- **Exercise requirements**
Lines to restate from the data below: from the one containing "the dried plant" to the one containing "Find the withered", both included. Give them again exactly, and only them.

(Stored items)
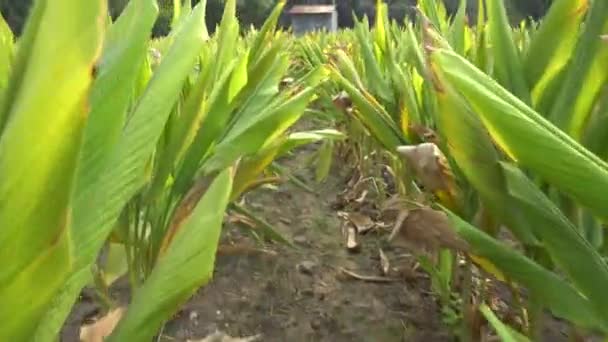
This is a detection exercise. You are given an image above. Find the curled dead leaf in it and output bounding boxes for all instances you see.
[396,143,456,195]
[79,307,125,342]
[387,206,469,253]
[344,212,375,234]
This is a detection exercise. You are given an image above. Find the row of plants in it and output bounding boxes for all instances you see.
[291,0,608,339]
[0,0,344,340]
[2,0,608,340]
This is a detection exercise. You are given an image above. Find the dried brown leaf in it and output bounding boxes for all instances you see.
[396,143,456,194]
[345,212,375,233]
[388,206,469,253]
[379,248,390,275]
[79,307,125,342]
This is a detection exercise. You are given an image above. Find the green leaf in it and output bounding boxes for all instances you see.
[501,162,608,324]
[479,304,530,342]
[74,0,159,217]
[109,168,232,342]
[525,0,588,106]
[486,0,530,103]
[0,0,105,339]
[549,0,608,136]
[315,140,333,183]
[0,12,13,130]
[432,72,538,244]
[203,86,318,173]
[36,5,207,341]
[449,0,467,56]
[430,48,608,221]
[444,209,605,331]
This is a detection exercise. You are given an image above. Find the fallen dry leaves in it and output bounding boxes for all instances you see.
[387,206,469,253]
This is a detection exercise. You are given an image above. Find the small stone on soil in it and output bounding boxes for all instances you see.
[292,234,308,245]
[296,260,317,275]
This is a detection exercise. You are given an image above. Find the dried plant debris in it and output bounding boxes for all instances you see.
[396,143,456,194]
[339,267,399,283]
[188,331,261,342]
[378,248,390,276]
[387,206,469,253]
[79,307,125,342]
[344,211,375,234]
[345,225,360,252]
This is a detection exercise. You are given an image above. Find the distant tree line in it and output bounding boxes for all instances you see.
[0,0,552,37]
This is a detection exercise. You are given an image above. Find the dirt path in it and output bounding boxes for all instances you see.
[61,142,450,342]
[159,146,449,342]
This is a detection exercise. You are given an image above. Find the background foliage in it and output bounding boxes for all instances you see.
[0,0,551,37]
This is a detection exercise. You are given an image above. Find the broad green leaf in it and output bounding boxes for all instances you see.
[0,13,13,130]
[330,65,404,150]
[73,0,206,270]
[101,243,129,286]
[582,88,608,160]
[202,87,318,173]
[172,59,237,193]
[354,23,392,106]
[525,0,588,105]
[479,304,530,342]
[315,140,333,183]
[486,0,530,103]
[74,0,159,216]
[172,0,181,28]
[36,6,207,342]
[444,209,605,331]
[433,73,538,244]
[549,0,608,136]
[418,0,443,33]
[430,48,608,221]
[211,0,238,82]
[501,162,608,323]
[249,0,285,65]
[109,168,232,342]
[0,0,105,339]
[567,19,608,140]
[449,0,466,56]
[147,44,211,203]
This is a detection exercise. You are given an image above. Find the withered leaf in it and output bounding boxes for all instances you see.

==

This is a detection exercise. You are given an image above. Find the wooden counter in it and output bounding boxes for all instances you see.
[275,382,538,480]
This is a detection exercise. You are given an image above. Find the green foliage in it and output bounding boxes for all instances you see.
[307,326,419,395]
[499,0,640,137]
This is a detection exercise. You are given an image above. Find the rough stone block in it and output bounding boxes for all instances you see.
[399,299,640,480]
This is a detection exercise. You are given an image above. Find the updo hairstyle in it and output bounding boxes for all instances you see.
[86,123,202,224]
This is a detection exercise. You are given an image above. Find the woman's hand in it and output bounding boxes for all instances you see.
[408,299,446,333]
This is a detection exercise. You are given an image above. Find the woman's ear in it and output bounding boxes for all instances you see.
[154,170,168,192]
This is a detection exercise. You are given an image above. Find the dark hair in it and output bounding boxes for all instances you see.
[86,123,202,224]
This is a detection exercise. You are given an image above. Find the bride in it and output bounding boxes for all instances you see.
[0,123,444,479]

- **Response to this exercise**
This is a detection exercise. You are given an image above. Find the dried plant debris in it and output bounding boxes for all instances you see.
[396,143,456,194]
[339,267,399,283]
[188,331,261,342]
[378,248,390,276]
[387,206,469,253]
[79,307,125,342]
[344,211,375,234]
[345,225,360,252]
This is a detection exercise. You are given an image above. Find the distant tree line in it and output bounding boxes for all instances you see.
[0,0,552,37]
This is a detection exercise. You are given an image above. Find the dirt path in it and output bounding boxes for all instances you see.
[61,142,450,342]
[159,146,449,342]
This is a detection exercise. You are given an image above. Find the background foliage in it and output bounding boxes for all instances you see.
[0,0,551,37]
This is a detection exercise. You are given an image above. Find the broad green leaf in it and output bounding boxes for all instances you see.
[0,13,13,130]
[330,65,404,150]
[73,0,206,270]
[101,243,129,286]
[582,88,608,160]
[202,87,318,173]
[172,59,237,193]
[354,23,392,106]
[525,0,588,105]
[479,304,530,342]
[315,140,333,183]
[486,0,530,103]
[74,0,159,216]
[172,0,181,28]
[36,6,207,342]
[444,209,605,331]
[433,73,538,244]
[549,0,608,136]
[418,0,443,33]
[430,48,608,221]
[211,0,238,82]
[501,162,608,323]
[249,0,285,65]
[109,168,232,342]
[0,0,105,339]
[567,19,608,140]
[449,0,466,56]
[147,44,211,203]
This is a detection exercise. You are given an image above. Find the withered leaf in it and output bounding boxes for all instances you see.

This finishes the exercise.